• [Task goal]: Every line of the material below, from the top through the line with "box: [276, 75, 387, 260]", should be reproduced exactly.

··········

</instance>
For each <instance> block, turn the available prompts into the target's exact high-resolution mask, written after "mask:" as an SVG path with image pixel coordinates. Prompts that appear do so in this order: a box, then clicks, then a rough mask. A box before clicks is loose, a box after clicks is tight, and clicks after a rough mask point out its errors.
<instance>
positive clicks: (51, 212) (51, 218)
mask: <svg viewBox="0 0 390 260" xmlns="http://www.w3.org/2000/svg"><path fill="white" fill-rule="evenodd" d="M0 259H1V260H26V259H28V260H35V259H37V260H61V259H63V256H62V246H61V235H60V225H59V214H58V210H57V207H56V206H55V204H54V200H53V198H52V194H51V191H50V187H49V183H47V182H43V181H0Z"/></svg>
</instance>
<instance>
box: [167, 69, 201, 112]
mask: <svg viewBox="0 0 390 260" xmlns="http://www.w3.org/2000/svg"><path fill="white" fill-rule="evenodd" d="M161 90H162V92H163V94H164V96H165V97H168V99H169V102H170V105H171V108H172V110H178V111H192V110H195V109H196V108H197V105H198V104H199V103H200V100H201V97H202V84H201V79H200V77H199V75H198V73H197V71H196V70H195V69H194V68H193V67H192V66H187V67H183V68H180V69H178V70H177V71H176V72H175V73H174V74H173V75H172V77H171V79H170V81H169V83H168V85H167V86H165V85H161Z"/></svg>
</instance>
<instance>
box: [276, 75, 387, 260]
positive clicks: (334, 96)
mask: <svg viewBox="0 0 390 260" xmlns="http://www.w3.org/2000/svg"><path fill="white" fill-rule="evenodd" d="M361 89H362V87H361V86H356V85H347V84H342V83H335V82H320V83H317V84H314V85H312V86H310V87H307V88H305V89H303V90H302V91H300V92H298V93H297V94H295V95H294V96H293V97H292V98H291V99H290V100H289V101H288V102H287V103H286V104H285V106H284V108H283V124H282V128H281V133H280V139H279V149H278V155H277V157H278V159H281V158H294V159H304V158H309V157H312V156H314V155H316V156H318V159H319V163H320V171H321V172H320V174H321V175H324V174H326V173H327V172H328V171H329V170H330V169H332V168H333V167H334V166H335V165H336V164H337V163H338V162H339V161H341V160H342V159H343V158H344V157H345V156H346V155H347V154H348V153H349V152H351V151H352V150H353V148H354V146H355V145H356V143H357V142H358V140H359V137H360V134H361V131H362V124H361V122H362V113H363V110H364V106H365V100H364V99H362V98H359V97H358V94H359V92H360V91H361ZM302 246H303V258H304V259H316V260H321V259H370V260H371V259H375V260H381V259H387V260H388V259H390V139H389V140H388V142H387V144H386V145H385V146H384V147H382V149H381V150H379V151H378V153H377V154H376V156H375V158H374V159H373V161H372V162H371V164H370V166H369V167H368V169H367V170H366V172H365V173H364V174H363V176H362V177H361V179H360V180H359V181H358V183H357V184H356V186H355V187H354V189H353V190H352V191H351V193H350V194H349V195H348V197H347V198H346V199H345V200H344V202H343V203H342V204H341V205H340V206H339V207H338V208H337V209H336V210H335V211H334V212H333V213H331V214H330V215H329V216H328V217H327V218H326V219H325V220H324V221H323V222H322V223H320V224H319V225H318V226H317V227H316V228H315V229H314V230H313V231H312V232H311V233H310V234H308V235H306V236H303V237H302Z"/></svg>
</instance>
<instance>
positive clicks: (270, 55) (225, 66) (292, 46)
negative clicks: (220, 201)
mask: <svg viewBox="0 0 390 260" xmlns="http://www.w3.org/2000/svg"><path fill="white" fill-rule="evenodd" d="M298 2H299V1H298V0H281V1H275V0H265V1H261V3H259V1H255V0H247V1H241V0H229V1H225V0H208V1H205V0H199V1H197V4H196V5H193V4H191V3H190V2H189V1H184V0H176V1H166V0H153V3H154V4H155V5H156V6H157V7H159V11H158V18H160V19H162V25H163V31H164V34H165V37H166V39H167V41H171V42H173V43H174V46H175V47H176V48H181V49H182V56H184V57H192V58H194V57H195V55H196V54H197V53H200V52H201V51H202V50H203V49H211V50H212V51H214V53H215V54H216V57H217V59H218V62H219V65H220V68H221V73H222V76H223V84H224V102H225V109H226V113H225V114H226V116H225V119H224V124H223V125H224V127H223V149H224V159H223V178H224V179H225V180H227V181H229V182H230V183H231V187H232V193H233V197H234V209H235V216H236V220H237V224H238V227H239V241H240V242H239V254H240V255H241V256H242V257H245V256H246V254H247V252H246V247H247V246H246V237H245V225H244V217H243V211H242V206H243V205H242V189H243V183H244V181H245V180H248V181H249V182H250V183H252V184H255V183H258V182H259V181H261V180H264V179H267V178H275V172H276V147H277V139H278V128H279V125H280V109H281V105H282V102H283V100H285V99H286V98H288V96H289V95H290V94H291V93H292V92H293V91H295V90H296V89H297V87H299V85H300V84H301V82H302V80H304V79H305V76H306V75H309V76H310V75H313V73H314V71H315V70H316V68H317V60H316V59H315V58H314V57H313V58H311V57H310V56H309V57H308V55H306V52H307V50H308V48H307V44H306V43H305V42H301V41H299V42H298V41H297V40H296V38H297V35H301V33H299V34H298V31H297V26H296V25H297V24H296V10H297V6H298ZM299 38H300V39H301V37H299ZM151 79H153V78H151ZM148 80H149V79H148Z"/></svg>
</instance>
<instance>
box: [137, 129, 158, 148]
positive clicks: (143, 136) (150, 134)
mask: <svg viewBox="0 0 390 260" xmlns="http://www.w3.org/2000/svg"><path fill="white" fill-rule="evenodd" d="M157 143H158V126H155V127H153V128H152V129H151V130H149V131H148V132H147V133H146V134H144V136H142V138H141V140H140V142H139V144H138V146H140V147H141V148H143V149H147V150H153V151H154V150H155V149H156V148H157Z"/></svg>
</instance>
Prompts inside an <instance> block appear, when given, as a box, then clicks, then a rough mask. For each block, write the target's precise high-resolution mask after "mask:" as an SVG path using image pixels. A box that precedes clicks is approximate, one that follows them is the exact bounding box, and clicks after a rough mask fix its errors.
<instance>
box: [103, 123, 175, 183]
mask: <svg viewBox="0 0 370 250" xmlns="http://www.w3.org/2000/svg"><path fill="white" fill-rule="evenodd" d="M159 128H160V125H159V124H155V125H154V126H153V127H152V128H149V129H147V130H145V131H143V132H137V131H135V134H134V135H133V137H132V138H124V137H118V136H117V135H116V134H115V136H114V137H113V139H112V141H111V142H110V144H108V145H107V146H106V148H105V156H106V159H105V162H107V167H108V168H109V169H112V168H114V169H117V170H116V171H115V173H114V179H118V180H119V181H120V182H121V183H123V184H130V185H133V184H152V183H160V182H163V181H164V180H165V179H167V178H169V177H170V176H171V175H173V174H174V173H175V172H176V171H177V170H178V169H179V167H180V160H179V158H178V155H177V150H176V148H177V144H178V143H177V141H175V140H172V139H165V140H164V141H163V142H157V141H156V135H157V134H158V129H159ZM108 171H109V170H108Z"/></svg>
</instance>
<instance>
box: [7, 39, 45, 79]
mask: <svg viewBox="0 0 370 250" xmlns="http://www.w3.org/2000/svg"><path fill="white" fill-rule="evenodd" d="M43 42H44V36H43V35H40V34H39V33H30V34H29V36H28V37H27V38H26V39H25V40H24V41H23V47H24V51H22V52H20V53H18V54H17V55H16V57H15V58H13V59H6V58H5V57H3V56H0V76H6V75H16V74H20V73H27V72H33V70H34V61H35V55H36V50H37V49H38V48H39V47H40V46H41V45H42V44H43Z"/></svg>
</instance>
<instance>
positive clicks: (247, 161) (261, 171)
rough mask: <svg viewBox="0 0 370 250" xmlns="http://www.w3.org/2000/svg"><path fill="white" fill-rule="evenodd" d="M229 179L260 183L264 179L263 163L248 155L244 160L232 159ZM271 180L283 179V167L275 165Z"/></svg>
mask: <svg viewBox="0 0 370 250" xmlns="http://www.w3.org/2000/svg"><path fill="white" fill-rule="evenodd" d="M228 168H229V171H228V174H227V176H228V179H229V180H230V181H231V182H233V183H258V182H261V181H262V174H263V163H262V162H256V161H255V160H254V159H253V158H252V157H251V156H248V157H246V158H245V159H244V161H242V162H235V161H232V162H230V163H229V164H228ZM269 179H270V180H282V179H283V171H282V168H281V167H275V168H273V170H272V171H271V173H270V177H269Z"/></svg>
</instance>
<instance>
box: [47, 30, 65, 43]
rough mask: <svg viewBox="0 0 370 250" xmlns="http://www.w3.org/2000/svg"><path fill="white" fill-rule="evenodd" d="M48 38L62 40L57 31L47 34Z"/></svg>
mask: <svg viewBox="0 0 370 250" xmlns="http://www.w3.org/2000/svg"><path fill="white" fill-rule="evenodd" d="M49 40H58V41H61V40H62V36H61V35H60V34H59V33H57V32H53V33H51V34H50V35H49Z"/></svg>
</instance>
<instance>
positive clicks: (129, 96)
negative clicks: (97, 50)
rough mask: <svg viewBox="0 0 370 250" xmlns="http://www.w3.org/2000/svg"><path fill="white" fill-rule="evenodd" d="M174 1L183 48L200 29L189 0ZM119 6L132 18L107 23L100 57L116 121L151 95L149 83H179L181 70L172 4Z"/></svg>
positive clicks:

··········

• [Solution for this problem]:
</instance>
For each <instance> block, turn the available prompts into the target's exact high-resolution mask, written after "mask:" as an SVG path with image pixel coordinates. Prompts that appear do so in this order: a box, then clicks, then a rough mask. A box before clicks is loose, a box after clicks is tight, and clicks after a rough mask point out its errors.
<instance>
positive clicks: (51, 212) (51, 218)
mask: <svg viewBox="0 0 390 260" xmlns="http://www.w3.org/2000/svg"><path fill="white" fill-rule="evenodd" d="M0 259H1V260H26V259H28V260H35V259H37V260H61V259H63V256H62V246H61V235H60V225H59V214H58V210H57V207H56V206H55V204H54V200H53V198H52V194H51V191H50V187H49V183H47V182H43V181H0Z"/></svg>
</instance>
<instance>
box: [167, 69, 201, 112]
mask: <svg viewBox="0 0 390 260" xmlns="http://www.w3.org/2000/svg"><path fill="white" fill-rule="evenodd" d="M161 90H162V92H163V94H164V96H165V97H168V99H169V102H170V105H171V108H172V110H178V111H192V110H195V109H196V108H197V105H198V104H199V103H200V100H201V97H202V84H201V79H200V77H199V75H198V73H197V71H196V70H195V69H194V68H193V67H192V66H187V67H183V68H180V69H178V70H177V71H176V72H175V73H174V74H173V75H172V77H171V79H170V81H169V83H168V85H167V86H165V85H161Z"/></svg>
</instance>
<instance>
box: [276, 75, 387, 260]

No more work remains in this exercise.